Aim: Write out only the lines running from the one that contains "A point marks every instance of the shirtless" to the end of the material, both ends included.

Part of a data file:
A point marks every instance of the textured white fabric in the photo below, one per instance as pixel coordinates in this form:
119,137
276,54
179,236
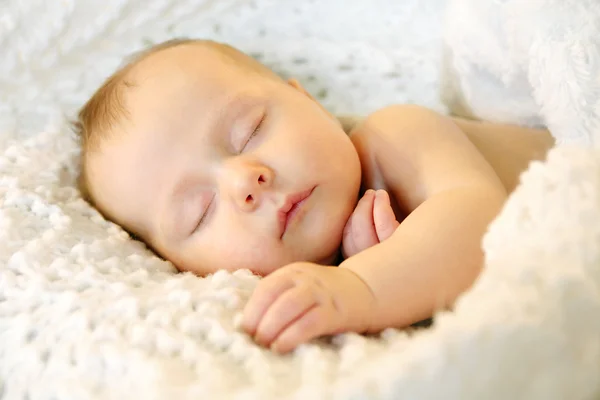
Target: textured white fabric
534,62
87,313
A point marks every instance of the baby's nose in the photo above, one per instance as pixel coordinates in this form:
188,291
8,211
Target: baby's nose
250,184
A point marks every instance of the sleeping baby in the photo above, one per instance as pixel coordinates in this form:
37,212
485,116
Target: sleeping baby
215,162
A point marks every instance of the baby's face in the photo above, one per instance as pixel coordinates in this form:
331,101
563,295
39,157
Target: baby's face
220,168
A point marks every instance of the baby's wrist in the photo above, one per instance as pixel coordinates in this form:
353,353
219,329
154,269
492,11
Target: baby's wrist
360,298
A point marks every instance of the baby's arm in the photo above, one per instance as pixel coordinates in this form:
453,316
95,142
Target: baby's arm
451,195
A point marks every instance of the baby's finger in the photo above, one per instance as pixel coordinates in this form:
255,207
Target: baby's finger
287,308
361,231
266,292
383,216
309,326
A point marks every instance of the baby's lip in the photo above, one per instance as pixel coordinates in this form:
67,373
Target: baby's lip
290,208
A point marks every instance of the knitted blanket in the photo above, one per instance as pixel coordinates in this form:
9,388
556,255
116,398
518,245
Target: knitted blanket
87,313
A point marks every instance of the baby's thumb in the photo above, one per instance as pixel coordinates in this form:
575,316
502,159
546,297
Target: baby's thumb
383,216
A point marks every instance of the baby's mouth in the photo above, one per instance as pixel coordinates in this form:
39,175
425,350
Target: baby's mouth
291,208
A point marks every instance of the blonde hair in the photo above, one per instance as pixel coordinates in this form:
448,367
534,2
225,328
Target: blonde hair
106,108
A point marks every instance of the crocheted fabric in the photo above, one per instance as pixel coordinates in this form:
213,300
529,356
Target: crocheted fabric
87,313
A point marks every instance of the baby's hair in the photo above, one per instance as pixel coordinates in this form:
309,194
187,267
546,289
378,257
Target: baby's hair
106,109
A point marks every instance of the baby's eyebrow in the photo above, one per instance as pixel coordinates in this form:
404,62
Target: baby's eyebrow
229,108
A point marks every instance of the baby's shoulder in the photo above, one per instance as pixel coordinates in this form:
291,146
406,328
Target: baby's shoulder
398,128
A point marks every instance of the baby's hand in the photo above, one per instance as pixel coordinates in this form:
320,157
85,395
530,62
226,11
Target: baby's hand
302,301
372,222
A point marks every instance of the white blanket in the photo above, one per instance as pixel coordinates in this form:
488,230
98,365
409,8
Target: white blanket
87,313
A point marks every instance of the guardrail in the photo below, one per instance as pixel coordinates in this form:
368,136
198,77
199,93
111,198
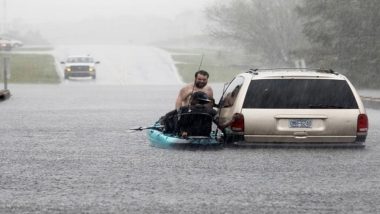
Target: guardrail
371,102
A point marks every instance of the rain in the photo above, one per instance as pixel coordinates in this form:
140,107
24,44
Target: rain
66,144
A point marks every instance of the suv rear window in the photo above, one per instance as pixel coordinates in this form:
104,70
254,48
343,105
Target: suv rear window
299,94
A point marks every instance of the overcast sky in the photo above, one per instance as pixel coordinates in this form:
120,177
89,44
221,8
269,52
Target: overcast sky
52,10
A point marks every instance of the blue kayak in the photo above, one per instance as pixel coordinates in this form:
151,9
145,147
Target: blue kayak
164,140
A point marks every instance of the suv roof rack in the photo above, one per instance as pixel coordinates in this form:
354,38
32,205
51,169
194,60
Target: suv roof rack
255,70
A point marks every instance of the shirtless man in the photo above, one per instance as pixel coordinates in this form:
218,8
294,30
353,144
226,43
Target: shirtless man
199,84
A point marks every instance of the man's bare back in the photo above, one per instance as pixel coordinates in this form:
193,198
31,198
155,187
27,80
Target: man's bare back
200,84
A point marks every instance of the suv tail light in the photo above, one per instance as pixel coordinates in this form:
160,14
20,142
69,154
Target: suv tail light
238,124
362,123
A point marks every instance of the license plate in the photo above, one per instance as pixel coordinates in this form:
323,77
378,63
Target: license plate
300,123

Written solution:
A point marks every instance of the shirtless man in the photo above, one per instance as pixel coordinates in this form:
218,8
294,30
353,144
226,43
Target: shirtless man
199,84
A point marks every instance of the man's bare back in the photo above, one per instance as pixel coordinates in this form:
193,198
31,198
155,187
27,80
Target: man's bare back
200,84
A point marks every instance of the suv tail light in the photo above, one per instance as pixel coordinates in this form:
160,14
20,142
69,154
Target: suv tail light
238,124
362,123
A point marks every instance of the license plate in the photo above, one per instance as pixel coordinates in this form:
323,77
378,63
Target: license plate
300,123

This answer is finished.